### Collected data
>> begin
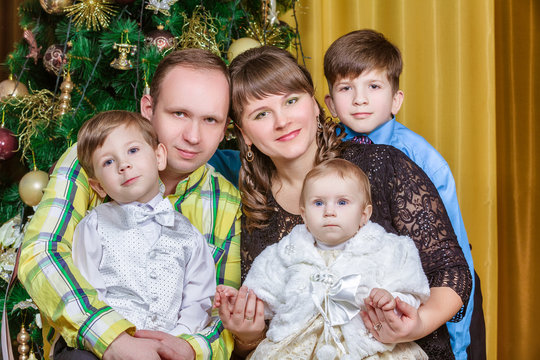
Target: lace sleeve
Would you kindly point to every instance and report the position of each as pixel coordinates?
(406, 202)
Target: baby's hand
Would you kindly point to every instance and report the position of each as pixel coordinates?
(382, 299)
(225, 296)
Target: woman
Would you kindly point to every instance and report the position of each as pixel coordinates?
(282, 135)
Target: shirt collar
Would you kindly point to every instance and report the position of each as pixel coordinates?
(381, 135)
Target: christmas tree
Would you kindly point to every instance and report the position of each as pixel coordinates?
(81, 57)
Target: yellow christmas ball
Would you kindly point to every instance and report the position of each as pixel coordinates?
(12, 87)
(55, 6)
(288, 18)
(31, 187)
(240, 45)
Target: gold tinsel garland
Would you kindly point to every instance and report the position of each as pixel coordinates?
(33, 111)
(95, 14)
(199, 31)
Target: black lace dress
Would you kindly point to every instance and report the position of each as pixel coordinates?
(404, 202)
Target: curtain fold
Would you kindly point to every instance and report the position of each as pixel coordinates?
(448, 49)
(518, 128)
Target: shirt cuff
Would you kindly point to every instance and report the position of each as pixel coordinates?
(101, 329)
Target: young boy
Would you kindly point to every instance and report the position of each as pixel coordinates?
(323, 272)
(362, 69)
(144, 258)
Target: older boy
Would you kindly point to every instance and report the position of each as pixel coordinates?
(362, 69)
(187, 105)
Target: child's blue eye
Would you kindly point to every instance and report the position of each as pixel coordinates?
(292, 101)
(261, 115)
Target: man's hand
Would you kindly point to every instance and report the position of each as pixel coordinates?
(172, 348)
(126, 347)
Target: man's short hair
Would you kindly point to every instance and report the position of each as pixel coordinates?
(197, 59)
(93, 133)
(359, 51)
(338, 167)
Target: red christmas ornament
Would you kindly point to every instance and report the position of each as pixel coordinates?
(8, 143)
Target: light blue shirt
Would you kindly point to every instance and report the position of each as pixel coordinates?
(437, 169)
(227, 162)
>> end
### Task prompt
Reproduce word for word everything in the records from the line containing "Target: light blue shirt" down to the final line, including both.

### Reply to the exercise
Target: light blue shirt
Would you kindly point to every instance and report the position of each as pixel coordinates?
(437, 169)
(227, 162)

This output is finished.